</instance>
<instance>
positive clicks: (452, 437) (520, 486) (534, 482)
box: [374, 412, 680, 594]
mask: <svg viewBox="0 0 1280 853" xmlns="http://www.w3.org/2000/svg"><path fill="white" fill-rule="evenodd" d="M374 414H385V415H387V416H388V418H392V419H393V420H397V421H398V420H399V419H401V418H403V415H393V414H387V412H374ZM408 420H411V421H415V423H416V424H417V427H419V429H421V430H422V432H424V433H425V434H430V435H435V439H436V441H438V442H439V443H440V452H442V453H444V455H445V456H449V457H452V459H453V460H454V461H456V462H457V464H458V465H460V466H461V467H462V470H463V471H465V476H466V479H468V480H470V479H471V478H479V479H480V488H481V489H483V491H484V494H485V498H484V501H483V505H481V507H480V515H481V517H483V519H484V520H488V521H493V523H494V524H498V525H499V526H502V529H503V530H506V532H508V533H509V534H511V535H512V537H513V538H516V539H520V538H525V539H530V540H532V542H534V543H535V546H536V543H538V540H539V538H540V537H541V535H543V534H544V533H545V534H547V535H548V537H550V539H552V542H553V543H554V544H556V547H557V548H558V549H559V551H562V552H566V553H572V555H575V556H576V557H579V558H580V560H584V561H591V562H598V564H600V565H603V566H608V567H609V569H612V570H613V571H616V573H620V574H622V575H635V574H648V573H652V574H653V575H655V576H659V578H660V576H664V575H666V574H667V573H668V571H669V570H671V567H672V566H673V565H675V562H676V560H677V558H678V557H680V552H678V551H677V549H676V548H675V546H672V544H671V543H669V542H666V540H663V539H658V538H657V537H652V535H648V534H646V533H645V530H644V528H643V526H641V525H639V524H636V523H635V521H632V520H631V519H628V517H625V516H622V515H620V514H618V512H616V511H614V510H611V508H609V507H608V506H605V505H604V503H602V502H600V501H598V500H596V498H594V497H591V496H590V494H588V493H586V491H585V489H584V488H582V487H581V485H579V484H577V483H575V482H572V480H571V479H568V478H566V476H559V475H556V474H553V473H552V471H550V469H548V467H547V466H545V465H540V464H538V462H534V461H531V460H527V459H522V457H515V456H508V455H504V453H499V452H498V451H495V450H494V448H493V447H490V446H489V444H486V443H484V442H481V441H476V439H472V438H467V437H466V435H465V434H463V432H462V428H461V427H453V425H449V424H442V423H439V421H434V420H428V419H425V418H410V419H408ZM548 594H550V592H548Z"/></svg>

Job: Can you copy the material above line for line, keeping every character exactly as it appears?

Task solution:
</instance>
<instance>
positive clicks: (452, 437) (520, 486) (534, 482)
box: [374, 412, 680, 594]
mask: <svg viewBox="0 0 1280 853" xmlns="http://www.w3.org/2000/svg"><path fill="white" fill-rule="evenodd" d="M374 414H385V415H387V416H388V418H392V419H393V420H397V421H398V420H399V419H401V418H403V415H393V414H387V412H374ZM408 420H411V421H415V423H416V424H417V427H419V429H421V430H422V432H424V433H425V434H430V435H435V439H436V441H438V442H439V443H440V452H442V453H444V455H445V456H449V457H452V459H453V460H454V461H456V462H457V464H458V465H460V466H461V467H462V470H463V471H465V476H466V479H468V480H470V479H471V478H479V479H480V488H481V489H483V491H484V494H485V498H484V501H483V505H481V507H480V515H481V517H483V519H484V520H488V521H493V523H494V524H498V525H499V526H502V529H503V530H506V532H508V533H509V534H511V535H512V537H513V538H516V539H520V538H525V539H530V540H532V542H534V543H535V546H536V543H538V540H539V538H540V537H541V535H543V534H544V533H545V534H547V535H548V537H550V539H552V542H553V543H554V544H556V547H557V548H558V549H559V551H562V552H566V553H572V555H575V556H576V557H579V558H580V560H584V561H591V562H598V564H600V565H603V566H608V567H609V569H612V570H613V571H616V573H620V574H622V575H635V574H648V573H652V574H653V575H655V576H659V578H660V576H664V575H666V574H667V573H668V571H669V570H671V567H672V566H673V565H675V562H676V560H677V558H678V557H680V552H678V551H677V549H676V548H675V546H672V544H671V543H669V542H666V540H663V539H658V538H657V537H652V535H648V534H646V533H645V530H644V528H643V526H641V525H639V524H636V523H635V521H632V520H631V519H628V517H625V516H622V515H620V514H618V512H616V511H614V510H611V508H609V507H608V506H605V505H604V503H602V502H600V501H598V500H596V498H594V497H591V496H590V494H588V493H586V491H585V489H584V488H582V487H581V485H579V484H577V483H575V482H572V480H571V479H568V478H566V476H559V475H556V474H553V473H552V471H550V469H548V467H547V466H545V465H540V464H538V462H534V461H531V460H527V459H522V457H515V456H508V455H504V453H499V452H498V451H495V450H494V448H493V447H490V446H489V444H486V443H484V442H481V441H476V439H472V438H467V437H466V435H465V434H463V432H462V428H461V427H453V425H449V424H442V423H439V421H434V420H428V419H425V418H410V419H408ZM548 594H550V592H548Z"/></svg>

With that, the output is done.